[Dataset excerpts on object pointing]
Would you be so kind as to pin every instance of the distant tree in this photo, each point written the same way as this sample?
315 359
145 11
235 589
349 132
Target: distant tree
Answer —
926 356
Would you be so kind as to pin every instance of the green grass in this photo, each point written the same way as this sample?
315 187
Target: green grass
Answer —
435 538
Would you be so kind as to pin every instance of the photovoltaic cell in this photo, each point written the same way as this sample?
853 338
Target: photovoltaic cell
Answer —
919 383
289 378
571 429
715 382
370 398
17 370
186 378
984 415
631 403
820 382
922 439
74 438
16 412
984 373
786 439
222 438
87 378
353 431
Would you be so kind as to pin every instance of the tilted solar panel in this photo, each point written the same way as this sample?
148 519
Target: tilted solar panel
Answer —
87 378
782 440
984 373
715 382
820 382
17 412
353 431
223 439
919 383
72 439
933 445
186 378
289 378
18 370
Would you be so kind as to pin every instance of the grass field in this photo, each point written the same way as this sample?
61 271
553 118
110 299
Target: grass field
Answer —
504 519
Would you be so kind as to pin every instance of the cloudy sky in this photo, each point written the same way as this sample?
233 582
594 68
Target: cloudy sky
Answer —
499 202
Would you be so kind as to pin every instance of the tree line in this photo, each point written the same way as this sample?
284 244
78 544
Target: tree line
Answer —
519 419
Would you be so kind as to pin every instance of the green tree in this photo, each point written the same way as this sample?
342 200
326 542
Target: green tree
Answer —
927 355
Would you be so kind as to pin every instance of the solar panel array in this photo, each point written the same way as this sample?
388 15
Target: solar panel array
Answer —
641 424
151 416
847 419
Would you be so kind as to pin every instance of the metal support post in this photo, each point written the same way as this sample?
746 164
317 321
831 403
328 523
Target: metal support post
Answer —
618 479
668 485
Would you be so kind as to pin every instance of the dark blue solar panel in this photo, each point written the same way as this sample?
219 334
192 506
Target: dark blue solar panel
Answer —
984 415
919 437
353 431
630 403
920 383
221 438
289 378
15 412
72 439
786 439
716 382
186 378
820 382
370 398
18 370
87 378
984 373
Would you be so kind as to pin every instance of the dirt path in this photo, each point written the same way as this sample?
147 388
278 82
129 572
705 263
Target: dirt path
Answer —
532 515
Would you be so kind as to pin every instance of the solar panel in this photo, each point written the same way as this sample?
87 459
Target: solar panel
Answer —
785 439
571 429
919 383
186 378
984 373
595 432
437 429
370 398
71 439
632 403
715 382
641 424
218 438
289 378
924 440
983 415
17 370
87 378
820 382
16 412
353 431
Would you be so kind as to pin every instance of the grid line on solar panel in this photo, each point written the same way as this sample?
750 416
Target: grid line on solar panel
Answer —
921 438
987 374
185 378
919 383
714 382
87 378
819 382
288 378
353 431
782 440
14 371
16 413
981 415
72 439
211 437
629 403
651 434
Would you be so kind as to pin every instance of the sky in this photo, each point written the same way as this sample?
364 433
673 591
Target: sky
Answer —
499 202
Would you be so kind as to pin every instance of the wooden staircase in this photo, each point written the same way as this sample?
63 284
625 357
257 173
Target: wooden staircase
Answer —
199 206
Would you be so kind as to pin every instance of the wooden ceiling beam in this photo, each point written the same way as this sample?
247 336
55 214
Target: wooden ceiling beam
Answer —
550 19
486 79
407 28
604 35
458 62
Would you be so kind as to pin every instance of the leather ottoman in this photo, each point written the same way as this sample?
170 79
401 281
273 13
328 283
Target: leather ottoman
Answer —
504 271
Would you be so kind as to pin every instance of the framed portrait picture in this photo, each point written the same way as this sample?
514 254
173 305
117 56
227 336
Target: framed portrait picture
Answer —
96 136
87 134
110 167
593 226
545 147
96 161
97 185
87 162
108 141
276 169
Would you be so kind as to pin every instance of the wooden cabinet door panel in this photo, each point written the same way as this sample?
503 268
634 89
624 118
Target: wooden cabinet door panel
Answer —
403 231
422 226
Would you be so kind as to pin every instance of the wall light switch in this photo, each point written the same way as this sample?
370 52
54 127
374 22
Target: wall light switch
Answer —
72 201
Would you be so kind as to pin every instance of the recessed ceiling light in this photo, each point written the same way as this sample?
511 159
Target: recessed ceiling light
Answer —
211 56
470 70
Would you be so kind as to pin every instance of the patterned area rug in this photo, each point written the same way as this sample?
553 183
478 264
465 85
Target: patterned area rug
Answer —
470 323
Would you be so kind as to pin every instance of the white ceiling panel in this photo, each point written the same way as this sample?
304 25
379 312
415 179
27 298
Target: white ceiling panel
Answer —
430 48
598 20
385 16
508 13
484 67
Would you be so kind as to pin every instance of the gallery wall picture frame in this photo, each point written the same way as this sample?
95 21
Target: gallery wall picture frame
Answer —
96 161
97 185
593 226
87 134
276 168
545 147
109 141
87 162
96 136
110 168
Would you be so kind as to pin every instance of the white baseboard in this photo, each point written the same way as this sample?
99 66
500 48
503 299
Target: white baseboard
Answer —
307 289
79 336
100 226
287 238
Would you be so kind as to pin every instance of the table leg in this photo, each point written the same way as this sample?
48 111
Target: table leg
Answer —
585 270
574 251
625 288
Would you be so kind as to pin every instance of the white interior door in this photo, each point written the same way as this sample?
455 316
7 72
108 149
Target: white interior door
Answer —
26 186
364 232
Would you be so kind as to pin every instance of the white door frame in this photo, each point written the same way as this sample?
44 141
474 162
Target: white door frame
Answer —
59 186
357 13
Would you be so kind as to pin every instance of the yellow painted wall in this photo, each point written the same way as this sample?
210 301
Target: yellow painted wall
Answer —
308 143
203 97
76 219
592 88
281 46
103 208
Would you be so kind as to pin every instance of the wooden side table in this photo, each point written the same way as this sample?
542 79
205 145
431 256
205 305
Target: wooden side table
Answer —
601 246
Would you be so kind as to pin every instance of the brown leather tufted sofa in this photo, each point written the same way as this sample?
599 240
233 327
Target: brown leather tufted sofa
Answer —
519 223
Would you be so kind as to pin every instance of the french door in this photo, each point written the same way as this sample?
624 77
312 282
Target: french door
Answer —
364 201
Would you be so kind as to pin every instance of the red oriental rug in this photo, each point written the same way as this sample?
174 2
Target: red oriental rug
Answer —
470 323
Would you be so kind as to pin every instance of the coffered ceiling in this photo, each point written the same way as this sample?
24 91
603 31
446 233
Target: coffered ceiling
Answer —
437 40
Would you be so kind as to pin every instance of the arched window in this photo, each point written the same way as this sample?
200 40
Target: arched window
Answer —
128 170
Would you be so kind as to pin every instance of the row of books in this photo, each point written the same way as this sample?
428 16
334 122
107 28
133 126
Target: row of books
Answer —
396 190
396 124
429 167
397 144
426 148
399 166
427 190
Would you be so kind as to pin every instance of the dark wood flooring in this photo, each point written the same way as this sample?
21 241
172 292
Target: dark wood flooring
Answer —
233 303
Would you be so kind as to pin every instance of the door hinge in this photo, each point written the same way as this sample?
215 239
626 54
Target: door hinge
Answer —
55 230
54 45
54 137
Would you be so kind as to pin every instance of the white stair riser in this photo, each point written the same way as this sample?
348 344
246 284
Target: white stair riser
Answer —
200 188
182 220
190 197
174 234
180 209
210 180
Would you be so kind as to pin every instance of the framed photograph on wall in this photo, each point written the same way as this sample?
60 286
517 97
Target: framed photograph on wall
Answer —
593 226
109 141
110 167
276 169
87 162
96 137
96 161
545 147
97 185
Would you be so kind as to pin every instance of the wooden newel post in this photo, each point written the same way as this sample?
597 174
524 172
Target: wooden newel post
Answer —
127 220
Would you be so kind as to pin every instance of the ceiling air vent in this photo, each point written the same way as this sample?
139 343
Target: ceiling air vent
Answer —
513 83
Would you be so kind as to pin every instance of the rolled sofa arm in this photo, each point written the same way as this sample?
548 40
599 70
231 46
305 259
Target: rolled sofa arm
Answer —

● Exercise directions:
Using the material above, reproduce exactly the line that contains "the wooden newel" and all lines after it through the last one, and only those.

● In response:
Would you be so kind as to pin every instance of the wooden newel post in this photo, each point written the same way as this sample?
597 174
524 172
Target: wooden newel post
Answer —
127 220
Would you be so kind as to pin every instance of the ceiling air vent in this photo, each point written the same way as this sample?
139 343
Target: ceiling air vent
Answer —
513 83
Would you be so kind as to pin every instance of the rolled sofa arm in this photo, each point written the same way as this sample?
548 40
599 70
231 46
305 259
Target: rolled sofa arm
Answer —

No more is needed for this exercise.